*Testo di partenza:*

———

Da non confondere con il quasi omonimo Caleb Klauder (ex leader dei Calobo), Caleb Caudle è un musicista del North Carolina che, a differenza di quanto uno potrebbe pensare, ha già ben sei album alle spalle, anche se al di fuori dalla sua regione di origine è ancora poco conosciuto. Paragonato a Jason Isbell e Ryan Adams, per il suo suono Americana tra il cantautorale ed il country, Caudle dimostra con questo nuovissimo Crushed Coins di essere un personaggio degno di nota. Non conosco i suoi album precedenti (che non sono proprio facilissimi da trovare), ma le undici canzoni che formano il suo ultimo lavoro sono davvero di notevole impatto, un cocktail di folk, country, rock (poco) e musica cantautorale che stupisce come abbia potuto rimanere nell’ombra fino ad ora. Caleb non è un artista country (come la copertina del disco potrebbe far presagire), ma è un cantautore che usa anche il country per dare un suono ai suoi brani, con l’aiuto in produzione di Jon Ashley ed in studio di validi quanto sconosciuti sessionmen (con una menzione speciale per Megan McCormick, chitarra elettrica, Brett Resnick, steel, e Greg Herndon, piano ed organo).

———

[Righe da un dataset di puntamento]
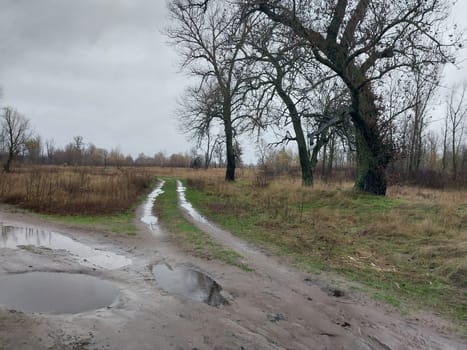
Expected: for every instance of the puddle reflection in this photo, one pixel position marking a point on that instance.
(13, 237)
(148, 217)
(189, 283)
(187, 205)
(55, 293)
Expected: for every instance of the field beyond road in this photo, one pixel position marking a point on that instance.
(408, 249)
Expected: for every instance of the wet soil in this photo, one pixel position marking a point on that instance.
(189, 283)
(273, 307)
(55, 293)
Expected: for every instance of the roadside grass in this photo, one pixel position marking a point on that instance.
(75, 190)
(409, 250)
(116, 223)
(188, 235)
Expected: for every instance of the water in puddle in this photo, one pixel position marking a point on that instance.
(55, 293)
(148, 217)
(189, 283)
(14, 237)
(187, 205)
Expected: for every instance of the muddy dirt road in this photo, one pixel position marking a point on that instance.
(273, 307)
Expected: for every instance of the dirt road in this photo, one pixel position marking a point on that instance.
(273, 307)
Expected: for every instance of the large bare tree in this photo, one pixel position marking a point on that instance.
(210, 36)
(363, 42)
(15, 132)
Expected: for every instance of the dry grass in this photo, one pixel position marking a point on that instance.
(73, 191)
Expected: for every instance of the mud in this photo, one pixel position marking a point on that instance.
(148, 216)
(187, 206)
(55, 293)
(273, 307)
(189, 283)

———

*Elenco dei compiti:*
- A) Secondo il testo su Caleb Caudle, quante canzoni compongono l'album Crushed Coins?
- B) Prosegui il testo su Caleb Caudle e l'album Crushed Coins dopo la sua ultima frase.
In questo esercizio le righe non hanno alcun ruolo.

*Risposte:*
- A) Undici canzoni.

- B)
Il sound è scintillante e diretto, e gli arrangiamenti molto classici, nel rispetto della lunga tradizione di songwriters americani. Lost Without You inizia con una chitarra arpeggiata, poi la strumentazione si arricchisce, elettrificandosi il giusto, ed entra la voce limpida del nostro ad intonare una melodia delicata, rarefatta, quasi eterea, che ha più di un punto in comune con l’ultimo Sturgill Simpson. NYC In The Rain, costruita intorno a chitarra, piano e steel, è tersa e diretta, e dotata di un refrain delizioso, un brano di stampo classico, neanche troppo country, ma davvero piacevole (per avere un’idea, pensate ai Blue Rodeo); anche Headlights è molto bella, una ballata profondamente melodica, cantata in maniera espressiva e suonata con classe, mentre Empty Arms è elettrica e vibrante, ancora con un ritornello di ottima fattura e di fruibilità immediata, ma per nulla vicina a tentazioni radiofoniche. Una bella steel introduce Love That’s Wild, altro gradevolissimo slow elettroacustico che conferma il gusto del nostro per le melodie di facile ascolto ma nel contempo non banali: canzoni come quest’ultima, giusto a metà tra country e cantautorato, mi ricordano anche un po’ Kevin Welch, un altro illustre esponente del genere Americana.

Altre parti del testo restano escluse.